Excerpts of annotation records
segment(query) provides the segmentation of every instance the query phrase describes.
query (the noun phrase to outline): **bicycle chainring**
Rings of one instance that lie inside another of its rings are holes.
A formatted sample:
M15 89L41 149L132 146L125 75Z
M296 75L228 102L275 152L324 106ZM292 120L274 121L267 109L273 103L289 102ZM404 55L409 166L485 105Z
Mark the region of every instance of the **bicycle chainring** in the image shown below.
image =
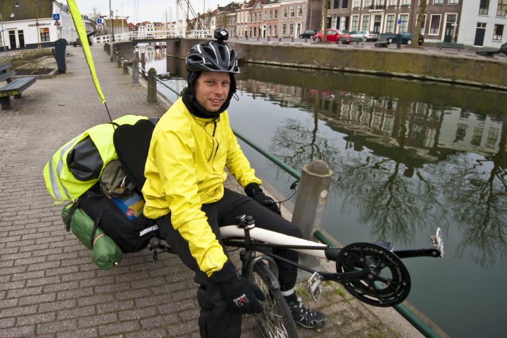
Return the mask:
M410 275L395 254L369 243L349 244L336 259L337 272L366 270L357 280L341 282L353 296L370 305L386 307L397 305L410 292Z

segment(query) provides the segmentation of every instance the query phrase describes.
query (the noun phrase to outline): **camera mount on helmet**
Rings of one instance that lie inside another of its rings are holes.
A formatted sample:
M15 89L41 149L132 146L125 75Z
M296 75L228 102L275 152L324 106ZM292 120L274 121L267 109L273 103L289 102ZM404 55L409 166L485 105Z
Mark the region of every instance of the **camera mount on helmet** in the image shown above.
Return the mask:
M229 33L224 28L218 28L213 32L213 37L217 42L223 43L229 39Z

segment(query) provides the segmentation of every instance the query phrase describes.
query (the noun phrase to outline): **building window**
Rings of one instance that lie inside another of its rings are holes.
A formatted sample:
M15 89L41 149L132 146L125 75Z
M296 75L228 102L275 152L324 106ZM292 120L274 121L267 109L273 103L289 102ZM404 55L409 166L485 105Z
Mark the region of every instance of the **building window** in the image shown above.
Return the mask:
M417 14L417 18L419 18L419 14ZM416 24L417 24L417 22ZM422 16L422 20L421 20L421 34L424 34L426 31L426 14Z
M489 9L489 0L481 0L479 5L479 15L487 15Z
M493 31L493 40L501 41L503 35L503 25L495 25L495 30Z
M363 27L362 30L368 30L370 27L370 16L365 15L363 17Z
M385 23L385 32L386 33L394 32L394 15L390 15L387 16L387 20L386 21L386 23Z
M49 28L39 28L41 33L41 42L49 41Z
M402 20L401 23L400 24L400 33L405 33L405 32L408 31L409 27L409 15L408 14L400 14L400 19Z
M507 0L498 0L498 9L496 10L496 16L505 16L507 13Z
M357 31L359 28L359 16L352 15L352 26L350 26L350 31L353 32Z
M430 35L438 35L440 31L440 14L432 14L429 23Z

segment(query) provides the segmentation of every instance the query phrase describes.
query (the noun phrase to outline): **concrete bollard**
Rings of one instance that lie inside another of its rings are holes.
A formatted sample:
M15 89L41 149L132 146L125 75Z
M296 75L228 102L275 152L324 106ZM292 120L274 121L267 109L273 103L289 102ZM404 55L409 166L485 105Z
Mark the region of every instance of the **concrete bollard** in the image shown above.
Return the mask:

--- The exercise ---
Exclude the pictures and repeat every other part of the records word for word.

--- Output for this exercise ---
segment(query) provides the segmentation of every instance the query phrase describes.
query (the noun phrase to outline): **bicycle chainring**
Rings of one instance that lie inside another of its rings are holes.
A formatted sample:
M15 89L41 149L132 146L125 75Z
M296 75L228 102L275 152L324 106ZM292 120L274 121L267 109L273 103L289 102ZM404 55L409 166L485 105Z
Mark the region of every instance of the **bicycle chainring** in the image shown below.
image =
Return the mask:
M410 275L395 254L369 243L349 244L336 259L337 272L366 270L357 280L341 282L353 296L370 305L386 307L397 305L410 292Z

segment(query) provides the segmentation of every instance the query phrase describes.
query (the noun phrase to outline): **camera mount on helmet**
Rings of one instance that lie inside another of its rings are holes.
A formatted sample:
M15 89L41 149L132 146L125 75Z
M296 75L228 102L275 152L324 106ZM292 120L274 121L267 109L273 103L289 102ZM404 55L409 166L485 105Z
Mark the region of every instance of the **camera mount on helmet** in the image shown above.
Return the mask:
M229 33L224 28L218 28L213 32L213 37L217 42L223 43L229 39Z

segment(query) provides the segmentation of every instance the query phrase describes.
query (the noun phrase to outline): **building window**
Rings of one instance that lie inside another of its rings are holes.
A formatted sample:
M15 89L41 149L132 146L125 75Z
M296 75L228 102L275 152L324 106ZM292 120L274 121L267 109L273 103L289 102ZM404 55L409 166L485 105Z
Mark the region of every instance of the **building window** in the image shown above.
Return the mask:
M417 14L417 18L419 18L419 14ZM416 24L417 24L417 22ZM422 16L422 20L421 20L421 34L424 34L426 31L426 14Z
M489 9L489 0L481 0L479 5L479 15L487 15Z
M493 31L493 40L501 41L503 35L503 25L495 25L495 30Z
M363 27L362 30L368 30L370 27L370 16L365 15L363 17Z
M385 23L385 32L386 33L394 32L394 15L390 15L387 16L387 20L386 21L386 23Z
M49 28L39 28L41 33L41 42L49 41Z
M402 20L401 23L400 24L400 33L405 33L405 32L408 31L409 27L409 15L408 14L400 14L400 19Z
M507 0L498 0L498 9L496 10L496 16L505 16L507 13Z
M357 31L359 28L359 16L352 15L352 26L350 26L350 31L353 32Z
M430 35L438 35L440 31L440 14L432 14L429 23Z

segment(query) provides the segmentation of every instance the query phrase describes.
query (the noun phrase to outline): **concrete bollard**
Rings of one instance that lie inside another of its rings are holes.
A formatted sample:
M15 89L41 149L132 146L125 75Z
M296 75L228 102L275 152L324 106ZM292 120L274 121L267 109L273 103L289 102ZM404 55L409 166L485 105Z
Mark the region of every instance of the **concrete bollard** in the image shown above.
Return the mask:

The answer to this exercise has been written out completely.